**INPUT RECORDS:**
++++++++++++++++++++
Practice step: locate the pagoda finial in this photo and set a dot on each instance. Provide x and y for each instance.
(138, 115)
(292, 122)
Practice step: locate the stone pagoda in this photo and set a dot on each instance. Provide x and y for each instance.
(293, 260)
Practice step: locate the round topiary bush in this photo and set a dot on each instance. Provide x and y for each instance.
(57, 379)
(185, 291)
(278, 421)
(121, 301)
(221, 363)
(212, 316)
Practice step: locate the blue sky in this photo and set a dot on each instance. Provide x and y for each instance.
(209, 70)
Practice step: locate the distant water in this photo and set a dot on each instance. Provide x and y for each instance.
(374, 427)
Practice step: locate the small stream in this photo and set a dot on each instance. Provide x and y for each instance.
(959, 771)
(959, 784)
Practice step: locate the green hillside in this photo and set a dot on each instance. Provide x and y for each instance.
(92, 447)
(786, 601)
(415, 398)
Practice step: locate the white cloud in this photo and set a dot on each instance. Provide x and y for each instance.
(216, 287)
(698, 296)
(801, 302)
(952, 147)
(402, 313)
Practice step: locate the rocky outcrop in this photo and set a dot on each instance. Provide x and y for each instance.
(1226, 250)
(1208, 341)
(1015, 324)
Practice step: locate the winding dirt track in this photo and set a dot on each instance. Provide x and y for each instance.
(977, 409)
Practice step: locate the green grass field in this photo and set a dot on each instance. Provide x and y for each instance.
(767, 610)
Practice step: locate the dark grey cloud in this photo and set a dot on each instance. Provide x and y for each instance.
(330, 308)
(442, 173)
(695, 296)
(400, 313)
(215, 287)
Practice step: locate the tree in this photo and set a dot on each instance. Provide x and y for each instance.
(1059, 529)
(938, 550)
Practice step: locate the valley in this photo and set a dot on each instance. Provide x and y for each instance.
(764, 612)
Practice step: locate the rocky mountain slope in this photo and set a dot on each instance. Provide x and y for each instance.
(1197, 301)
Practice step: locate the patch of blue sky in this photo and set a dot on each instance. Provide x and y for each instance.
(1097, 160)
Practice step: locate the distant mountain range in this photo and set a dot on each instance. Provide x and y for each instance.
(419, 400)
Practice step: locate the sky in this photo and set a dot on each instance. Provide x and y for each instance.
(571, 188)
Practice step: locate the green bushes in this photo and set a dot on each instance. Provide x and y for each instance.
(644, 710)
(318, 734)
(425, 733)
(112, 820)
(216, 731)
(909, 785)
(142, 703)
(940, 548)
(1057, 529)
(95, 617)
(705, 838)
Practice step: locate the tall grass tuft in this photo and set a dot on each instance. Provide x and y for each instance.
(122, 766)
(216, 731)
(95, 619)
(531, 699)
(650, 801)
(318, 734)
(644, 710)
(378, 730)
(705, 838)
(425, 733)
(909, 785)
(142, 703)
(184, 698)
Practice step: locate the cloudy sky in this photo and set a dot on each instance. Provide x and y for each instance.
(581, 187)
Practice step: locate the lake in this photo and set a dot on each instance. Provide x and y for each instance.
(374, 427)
++++++++++++++++++++
**PROBLEM REQUIREMENTS:** Turn every line of the records above into a Markdown table with two columns, No. for the row number and Text for the line itself. Leave out any blank lines.

**WRITTEN REPLY:**
| No. | Text |
|---|---|
| 1 | Practice step: locate the pagoda finial in this photo and set a dot on each instance. Provide x and y for each instance. |
| 2 | (138, 115) |
| 3 | (292, 122) |
| 4 | Practice step: locate the stone pagoda in this photo and set a dot on each instance. Provide x and y for each instance. |
| 5 | (293, 260) |
| 6 | Practice step: locate the round topiary bush in this photo and set a dot on each instance. Provide x and y for each instance. |
| 7 | (57, 379) |
| 8 | (185, 291) |
| 9 | (278, 421) |
| 10 | (121, 301) |
| 11 | (221, 363) |
| 12 | (212, 316) |
| 13 | Practice step: locate the blue sky in this photo and set a dot on each instance. Provide x and y for each instance. |
| 14 | (209, 70) |
| 15 | Practice step: locate the distant water in this photo and set a dot on each instance. Provide x and y for each instance. |
| 16 | (374, 427) |
| 17 | Practice step: locate the small stream in this photo and set a dot on each instance. Provide x and y for each instance. |
| 18 | (959, 771) |
| 19 | (959, 784) |
| 20 | Practice step: locate the green hillside in this photo and set a dot on each instance. Provide x and y for each instance. |
| 21 | (92, 447) |
| 22 | (786, 601) |
| 23 | (415, 398) |
| 24 | Practice step: locate the white cloud in this photo and set a dot on each instance. Provide x and y for each instance. |
| 25 | (216, 287) |
| 26 | (698, 296) |
| 27 | (801, 302) |
| 28 | (952, 147) |
| 29 | (402, 313) |
| 30 | Practice step: locate the rocky outcrop in this photo and set a dot on each instance. Provide x and y for each instance. |
| 31 | (1226, 250) |
| 32 | (1208, 341) |
| 33 | (1015, 324) |
| 34 | Practice step: locate the winding dirt track in this photo and set a dot on each instance. Provide x and y for each instance. |
| 35 | (977, 409) |
| 36 | Practice step: locate the green grass field in this photo and set a dot on each instance. Provide x and y for each instance. |
| 37 | (767, 610) |
| 38 | Practice step: locate the dark grey cloud in this photo and set a dot on each instance. Provide x and y for each instance. |
| 39 | (330, 308) |
| 40 | (442, 173) |
| 41 | (695, 296) |
| 42 | (400, 313) |
| 43 | (215, 287) |
| 44 | Practice step: locate the tree in this photo and set a dot on each instance. Provide x and y for each instance. |
| 45 | (1059, 529) |
| 46 | (938, 550) |
| 47 | Practice step: locate the valley in this photo and set a dot on each instance. Provide x and y for each instance. |
| 48 | (764, 612) |
| 49 | Practice step: locate the rocky mountain slope in this photo and set a dot on each instance. Provide x and y for each instance. |
| 50 | (1197, 301) |
| 51 | Practice step: locate the patch of blue sky in this photo and set a dot on each instance. Provide x and y for each instance. |
| 52 | (1097, 160) |
| 53 | Practice step: locate the distant mountain range in this photo and set a dot on each instance. Provide x and y for each instance. |
| 54 | (419, 400) |
| 55 | Practice step: locate the sky in this photo and set a dot on each instance. Provide x and y for each instance. |
| 56 | (571, 188) |
| 57 | Practice step: locate the green bushes in this photo and set a dot on each instance. Provide x and y for each instance. |
| 58 | (644, 710) |
| 59 | (318, 734) |
| 60 | (425, 733) |
| 61 | (112, 820) |
| 62 | (216, 731) |
| 63 | (909, 785) |
| 64 | (142, 703) |
| 65 | (940, 548) |
| 66 | (1057, 529) |
| 67 | (95, 617) |
| 68 | (705, 838) |
| 69 | Practice step: locate the tall grass tuft in this photo and set a dot on each instance. Provide x and y for each instance. |
| 70 | (122, 766) |
| 71 | (216, 731) |
| 72 | (95, 619) |
| 73 | (531, 699) |
| 74 | (650, 801) |
| 75 | (318, 734) |
| 76 | (644, 710) |
| 77 | (378, 730) |
| 78 | (705, 838) |
| 79 | (425, 733) |
| 80 | (909, 785) |
| 81 | (142, 703) |
| 82 | (184, 698) |
| 83 | Practice step: locate the cloudy sky in this photo and set a dot on each instance. Provide x and y for each instance. |
| 84 | (581, 187) |
| 85 | Practice step: locate the lake in this photo and set a dot on each instance. Provide x and y for each instance. |
| 86 | (374, 427) |